> **GIVEN INSTRUCTION**: Render every line of the material below as a Markdown table with two columns, Row and Line, giving each line its own numbered row and omitting blank lines.

== INFORMATION GIVEN

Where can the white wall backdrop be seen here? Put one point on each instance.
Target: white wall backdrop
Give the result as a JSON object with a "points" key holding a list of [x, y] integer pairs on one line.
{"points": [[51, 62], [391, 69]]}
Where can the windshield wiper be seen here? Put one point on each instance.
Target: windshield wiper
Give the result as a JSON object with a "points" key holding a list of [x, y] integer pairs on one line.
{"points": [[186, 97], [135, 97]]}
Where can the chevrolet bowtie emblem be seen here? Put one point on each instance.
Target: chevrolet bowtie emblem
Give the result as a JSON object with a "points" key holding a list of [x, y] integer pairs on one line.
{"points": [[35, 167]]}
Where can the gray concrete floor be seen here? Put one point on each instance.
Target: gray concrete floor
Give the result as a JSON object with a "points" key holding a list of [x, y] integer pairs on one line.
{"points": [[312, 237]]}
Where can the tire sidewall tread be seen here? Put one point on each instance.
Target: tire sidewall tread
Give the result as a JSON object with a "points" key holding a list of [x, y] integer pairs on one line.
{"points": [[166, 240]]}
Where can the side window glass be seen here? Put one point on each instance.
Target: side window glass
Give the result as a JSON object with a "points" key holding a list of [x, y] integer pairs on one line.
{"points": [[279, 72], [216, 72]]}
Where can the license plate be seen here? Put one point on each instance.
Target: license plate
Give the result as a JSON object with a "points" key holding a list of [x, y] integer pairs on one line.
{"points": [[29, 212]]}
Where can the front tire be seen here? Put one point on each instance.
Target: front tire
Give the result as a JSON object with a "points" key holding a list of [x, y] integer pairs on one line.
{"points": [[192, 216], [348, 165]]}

====

> **COMPLETE OUTPUT**:
| Row | Line |
|---|---|
| 1 | Where can the white wall backdrop be seen here? Put one point on each instance. |
| 2 | Target: white wall backdrop |
| 3 | Give the result as a JSON object with a "points" key holding a list of [x, y] integer pairs on one line. |
| 4 | {"points": [[51, 62], [391, 69]]} |
| 5 | Where can the windshield wiper be seen here? Put one point on each instance. |
| 6 | Target: windshield wiper |
| 7 | Give the result as a JSON object with a "points" key holding a list of [x, y] integer pairs on one line. |
| 8 | {"points": [[186, 97], [135, 97]]} |
| 9 | Where can the chevrolet bowtie emblem be seen here? Put one point on each instance. |
| 10 | Target: chevrolet bowtie emblem |
| 11 | Give the result as a JSON object with a "points" key holding a list of [x, y] integer pairs on one line. |
| 12 | {"points": [[35, 167]]} |
| 13 | Where can the gray concrete floor be seen here? Put one point on each instance. |
| 14 | Target: gray concrete floor |
| 15 | Give the result as a JSON object with a "points" key holding a list of [x, y] integer pairs on one line. |
| 16 | {"points": [[312, 237]]} |
| 17 | Where can the tire sidewall tread be seen here? Put one point on each instance. |
| 18 | Target: tire sidewall tread |
| 19 | Give the result as a JSON object with a "points" key holding a list of [x, y] integer pairs on one line. |
| 20 | {"points": [[166, 240]]} |
| 21 | Where can the side window glass be seen here? Put one point on each instance. |
| 22 | Target: side window glass |
| 23 | Give the result as a JSON object with a "points" key holding a list of [x, y] integer pairs on one line. |
| 24 | {"points": [[279, 72], [216, 72]]} |
| 25 | Where can the license plate be seen here? Put one point on each instance. |
| 26 | Target: license plate |
| 27 | Give the result as a JSON object with a "points" key holding a list of [x, y] integer pairs on one line. |
| 28 | {"points": [[29, 212]]} |
| 29 | Where can the front tire be seen here? Put one point on each instance. |
| 30 | Target: front tire |
| 31 | Give the result as a JSON object with a "points" key holding a list of [x, y] integer pairs on one line. |
| 32 | {"points": [[192, 216], [348, 165]]} |